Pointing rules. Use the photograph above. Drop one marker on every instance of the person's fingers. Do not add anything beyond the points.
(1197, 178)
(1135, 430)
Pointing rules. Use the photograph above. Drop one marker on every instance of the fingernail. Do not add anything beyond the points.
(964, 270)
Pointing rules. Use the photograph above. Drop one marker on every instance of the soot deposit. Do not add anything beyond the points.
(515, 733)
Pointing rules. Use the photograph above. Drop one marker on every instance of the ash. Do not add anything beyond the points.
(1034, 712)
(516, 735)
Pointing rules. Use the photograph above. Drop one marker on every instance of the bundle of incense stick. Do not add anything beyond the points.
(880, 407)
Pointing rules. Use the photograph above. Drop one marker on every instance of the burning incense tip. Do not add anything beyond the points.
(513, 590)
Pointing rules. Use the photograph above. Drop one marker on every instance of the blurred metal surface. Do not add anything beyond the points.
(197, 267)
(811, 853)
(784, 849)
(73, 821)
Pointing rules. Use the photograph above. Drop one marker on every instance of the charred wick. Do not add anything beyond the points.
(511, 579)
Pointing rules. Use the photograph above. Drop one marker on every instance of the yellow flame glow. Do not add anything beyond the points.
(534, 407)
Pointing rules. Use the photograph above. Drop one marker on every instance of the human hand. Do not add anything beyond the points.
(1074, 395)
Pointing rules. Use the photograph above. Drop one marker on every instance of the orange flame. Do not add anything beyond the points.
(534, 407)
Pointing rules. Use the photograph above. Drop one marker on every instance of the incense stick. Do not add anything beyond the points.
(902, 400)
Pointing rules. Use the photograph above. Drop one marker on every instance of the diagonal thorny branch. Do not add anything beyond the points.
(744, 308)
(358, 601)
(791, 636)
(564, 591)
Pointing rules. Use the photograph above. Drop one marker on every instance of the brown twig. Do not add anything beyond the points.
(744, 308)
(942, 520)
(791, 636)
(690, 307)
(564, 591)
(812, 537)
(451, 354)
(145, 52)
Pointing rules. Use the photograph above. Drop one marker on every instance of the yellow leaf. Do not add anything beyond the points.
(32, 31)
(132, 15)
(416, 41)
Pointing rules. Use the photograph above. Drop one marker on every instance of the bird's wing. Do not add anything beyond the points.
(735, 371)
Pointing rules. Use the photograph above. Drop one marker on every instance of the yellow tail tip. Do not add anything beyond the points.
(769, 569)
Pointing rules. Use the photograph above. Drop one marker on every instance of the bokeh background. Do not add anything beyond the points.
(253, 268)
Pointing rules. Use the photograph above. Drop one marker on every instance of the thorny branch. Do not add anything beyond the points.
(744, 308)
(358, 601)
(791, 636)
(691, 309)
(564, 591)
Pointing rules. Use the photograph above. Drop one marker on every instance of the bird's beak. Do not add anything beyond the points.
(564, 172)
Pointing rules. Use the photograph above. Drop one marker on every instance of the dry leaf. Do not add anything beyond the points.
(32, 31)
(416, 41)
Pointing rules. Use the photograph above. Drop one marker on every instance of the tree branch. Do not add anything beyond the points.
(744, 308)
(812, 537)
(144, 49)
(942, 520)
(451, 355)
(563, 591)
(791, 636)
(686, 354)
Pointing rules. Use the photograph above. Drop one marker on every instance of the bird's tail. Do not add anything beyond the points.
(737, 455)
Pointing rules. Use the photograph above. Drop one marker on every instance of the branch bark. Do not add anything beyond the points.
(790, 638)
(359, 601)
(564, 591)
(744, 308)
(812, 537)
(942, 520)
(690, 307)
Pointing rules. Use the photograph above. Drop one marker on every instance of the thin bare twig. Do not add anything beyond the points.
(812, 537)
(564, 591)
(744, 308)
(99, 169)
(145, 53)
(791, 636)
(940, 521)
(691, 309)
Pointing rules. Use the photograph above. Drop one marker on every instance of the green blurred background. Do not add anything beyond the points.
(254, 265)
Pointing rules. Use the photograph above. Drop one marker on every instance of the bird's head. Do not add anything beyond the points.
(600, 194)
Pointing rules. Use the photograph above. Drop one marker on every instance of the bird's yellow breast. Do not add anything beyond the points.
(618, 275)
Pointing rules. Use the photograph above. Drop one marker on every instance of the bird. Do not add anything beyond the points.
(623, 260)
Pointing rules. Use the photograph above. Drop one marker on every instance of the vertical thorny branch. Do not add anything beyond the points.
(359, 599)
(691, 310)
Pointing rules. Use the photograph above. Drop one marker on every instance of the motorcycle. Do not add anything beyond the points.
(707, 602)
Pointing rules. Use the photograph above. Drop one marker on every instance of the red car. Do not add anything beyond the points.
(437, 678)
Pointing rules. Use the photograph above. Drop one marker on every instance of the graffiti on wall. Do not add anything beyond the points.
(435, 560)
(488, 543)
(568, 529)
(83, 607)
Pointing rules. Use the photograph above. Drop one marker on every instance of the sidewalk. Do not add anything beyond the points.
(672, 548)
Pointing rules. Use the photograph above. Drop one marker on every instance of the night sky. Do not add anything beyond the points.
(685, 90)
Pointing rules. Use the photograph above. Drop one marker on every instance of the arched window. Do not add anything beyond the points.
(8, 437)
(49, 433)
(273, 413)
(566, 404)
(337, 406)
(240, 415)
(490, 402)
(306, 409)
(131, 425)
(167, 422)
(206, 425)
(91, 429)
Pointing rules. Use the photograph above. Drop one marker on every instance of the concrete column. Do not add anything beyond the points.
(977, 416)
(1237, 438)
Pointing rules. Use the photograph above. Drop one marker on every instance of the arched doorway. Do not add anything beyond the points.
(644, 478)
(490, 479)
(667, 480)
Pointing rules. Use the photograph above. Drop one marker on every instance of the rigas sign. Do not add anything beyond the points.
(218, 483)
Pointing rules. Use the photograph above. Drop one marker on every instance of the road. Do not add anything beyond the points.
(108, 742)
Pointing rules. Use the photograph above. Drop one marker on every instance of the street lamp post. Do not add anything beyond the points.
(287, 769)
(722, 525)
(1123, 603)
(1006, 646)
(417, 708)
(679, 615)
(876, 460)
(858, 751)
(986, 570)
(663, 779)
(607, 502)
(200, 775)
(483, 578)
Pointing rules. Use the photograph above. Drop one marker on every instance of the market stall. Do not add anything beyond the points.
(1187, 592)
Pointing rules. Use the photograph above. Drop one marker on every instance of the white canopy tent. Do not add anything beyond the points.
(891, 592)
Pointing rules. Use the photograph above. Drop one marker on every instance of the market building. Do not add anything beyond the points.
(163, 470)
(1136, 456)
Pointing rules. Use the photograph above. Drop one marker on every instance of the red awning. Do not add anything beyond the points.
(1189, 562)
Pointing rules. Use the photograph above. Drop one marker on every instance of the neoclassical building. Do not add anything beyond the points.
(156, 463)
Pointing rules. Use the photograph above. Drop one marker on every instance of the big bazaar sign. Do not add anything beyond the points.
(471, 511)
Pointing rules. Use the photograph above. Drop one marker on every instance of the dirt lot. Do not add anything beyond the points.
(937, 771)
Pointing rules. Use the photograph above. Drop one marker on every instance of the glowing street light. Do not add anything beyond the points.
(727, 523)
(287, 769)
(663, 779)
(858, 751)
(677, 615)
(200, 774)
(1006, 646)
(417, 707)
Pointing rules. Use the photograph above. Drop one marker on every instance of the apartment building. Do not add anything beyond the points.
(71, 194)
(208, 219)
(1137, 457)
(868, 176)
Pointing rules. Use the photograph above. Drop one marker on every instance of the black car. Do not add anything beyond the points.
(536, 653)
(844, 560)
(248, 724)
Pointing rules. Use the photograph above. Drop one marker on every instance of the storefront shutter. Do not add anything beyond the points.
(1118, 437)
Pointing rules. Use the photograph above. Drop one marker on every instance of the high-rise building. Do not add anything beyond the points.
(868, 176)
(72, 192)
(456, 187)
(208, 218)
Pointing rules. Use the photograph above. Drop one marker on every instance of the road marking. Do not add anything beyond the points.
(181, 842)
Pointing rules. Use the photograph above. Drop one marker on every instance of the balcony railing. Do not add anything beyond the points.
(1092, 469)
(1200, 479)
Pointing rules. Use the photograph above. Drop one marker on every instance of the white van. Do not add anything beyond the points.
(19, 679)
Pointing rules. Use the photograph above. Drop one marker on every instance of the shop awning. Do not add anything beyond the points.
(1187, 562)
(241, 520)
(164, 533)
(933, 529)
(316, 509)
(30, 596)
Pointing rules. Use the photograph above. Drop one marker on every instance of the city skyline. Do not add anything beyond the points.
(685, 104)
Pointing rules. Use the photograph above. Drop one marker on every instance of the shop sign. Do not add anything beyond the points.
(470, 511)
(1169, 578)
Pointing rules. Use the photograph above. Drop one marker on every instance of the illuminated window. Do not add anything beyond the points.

—————

◆ Exercise details: Print exactly the lines from the one with "of the high-rise" through the end of the data, inclusive.

◆ Complete response:
Pointing rules. Use the photograph above. Drop one marker on every instance of the high-rise building. Do not add anything beyond the points.
(868, 176)
(72, 192)
(456, 187)
(208, 218)
Pointing rules. Use the photograph above. Drop one marker on every instance of the road marking. Do not add anything beyond the points.
(181, 842)
Pointing rules. Use the photograph above. Drop one marker on every instance of the balcony railing. Do not add anything beyond the points.
(1092, 469)
(1200, 479)
Pointing rules. Use the photograph above. Drop one marker on every instance of the white van. Do not add anything beyond the points.
(19, 679)
Pointing rules. Use the photograph above. Drop one marker on every instance of the shop awning. Do not add anything beyond the points.
(1187, 562)
(241, 520)
(164, 533)
(933, 529)
(316, 509)
(30, 596)
Pointing rules. Use the photograph above. Drop one marker on every instance of the city skyline. Do not add anything beyond the points.
(685, 104)
Pointing rules. Use the photograph above. Drop one marker on every instance of the shop sign. Do not add anything beyond the points.
(470, 511)
(1169, 578)
Pointing rules. Use the photograph above. Drop one marker on every instance of the illuminated window. Do not add anything beyond the points.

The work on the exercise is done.